* begin TASK MATERIAL *

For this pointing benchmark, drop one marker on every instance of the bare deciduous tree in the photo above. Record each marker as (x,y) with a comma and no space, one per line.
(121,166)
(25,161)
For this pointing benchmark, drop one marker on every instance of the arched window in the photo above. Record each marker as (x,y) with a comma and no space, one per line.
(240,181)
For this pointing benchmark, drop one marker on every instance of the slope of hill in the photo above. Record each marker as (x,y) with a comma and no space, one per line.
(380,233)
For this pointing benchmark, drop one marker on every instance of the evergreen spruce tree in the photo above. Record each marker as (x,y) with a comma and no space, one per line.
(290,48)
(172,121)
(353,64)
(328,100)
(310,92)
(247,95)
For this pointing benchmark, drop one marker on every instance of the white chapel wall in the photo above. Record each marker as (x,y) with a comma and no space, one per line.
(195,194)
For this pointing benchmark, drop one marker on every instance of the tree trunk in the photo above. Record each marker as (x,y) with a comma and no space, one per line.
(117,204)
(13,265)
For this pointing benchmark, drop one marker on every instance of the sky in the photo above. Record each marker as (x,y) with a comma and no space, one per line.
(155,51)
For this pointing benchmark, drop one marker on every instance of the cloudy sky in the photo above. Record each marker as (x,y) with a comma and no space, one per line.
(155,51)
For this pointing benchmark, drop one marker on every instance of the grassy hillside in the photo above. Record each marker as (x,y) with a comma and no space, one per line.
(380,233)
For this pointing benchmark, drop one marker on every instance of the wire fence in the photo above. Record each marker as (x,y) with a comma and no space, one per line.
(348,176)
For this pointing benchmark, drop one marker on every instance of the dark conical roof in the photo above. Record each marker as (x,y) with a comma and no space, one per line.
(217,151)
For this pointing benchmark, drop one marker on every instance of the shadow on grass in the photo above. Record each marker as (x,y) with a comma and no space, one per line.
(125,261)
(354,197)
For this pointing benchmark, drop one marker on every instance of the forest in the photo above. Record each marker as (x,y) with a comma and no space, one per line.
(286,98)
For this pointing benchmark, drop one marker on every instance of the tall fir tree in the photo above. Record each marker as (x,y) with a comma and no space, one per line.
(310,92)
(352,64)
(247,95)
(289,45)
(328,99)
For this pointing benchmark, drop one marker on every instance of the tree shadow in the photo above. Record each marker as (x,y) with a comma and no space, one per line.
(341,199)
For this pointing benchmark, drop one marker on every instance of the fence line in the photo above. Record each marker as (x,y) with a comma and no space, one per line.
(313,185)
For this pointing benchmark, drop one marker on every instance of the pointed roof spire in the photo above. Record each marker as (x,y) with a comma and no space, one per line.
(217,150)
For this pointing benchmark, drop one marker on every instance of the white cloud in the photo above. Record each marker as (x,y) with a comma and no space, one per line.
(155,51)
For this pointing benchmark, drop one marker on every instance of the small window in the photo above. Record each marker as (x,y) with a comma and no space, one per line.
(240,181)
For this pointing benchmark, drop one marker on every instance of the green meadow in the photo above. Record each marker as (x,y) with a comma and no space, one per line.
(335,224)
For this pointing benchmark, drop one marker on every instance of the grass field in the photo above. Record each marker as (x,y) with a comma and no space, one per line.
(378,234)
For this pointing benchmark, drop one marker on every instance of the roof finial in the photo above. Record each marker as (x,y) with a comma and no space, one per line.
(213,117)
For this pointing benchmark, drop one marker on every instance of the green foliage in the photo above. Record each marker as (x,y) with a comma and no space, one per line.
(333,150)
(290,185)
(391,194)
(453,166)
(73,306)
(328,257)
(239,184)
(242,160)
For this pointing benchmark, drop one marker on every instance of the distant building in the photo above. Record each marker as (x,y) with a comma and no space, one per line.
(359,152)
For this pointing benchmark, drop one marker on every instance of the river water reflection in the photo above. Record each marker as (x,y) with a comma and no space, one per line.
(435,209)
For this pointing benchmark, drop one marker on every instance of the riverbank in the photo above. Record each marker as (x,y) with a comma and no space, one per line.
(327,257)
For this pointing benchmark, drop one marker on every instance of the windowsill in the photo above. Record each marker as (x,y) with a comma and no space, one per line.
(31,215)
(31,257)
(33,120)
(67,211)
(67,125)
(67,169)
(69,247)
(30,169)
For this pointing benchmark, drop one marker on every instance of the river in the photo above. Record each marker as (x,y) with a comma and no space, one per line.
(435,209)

* end TASK MATERIAL *

EXERCISE REQUIREMENTS: Return, word for word, every line of the records from the line holding "of the roof" through the end of the records, both included.

SOLUTION FOR THIS PROBLEM:
For this pointing benchmark, drop one marker on every instance of the roof finial in the photo above. Record each marker as (x,y) with a comma and no space, one per line.
(213,117)
For this pointing benchmark, drop one marker on every instance of the green foliage in the photo above. Record each marker as (x,y) with a comma and no space, one per line.
(333,150)
(290,185)
(391,194)
(453,166)
(73,306)
(328,257)
(239,184)
(242,160)
For this pointing benchmark, drop one marker on every instance of the distant building in the photo above. Record each marker as (x,y) with a comma and no space, one per line.
(359,152)
For this pointing benchmark, drop one marker on every instance of the river water reflection in the photo above. Record each marker as (x,y) with a comma and no space, one per line.
(435,209)
For this pointing benchmark, drop one marker on every instance of the riverbank in the photo above. Record each marker as (x,y) with a comma and no space, one per line.
(327,257)
For this pointing benchmark, drop one marker on every instance of the windowsill in the photo above. Record each marker as (x,y) with a comma and no space, one per line.
(31,215)
(31,257)
(33,120)
(67,211)
(67,125)
(67,169)
(69,247)
(30,169)
For this pointing benchmark, drop one marker on every instance of the river in the photo above. Record each marker as (x,y) with a comma and no space, one per line.
(435,209)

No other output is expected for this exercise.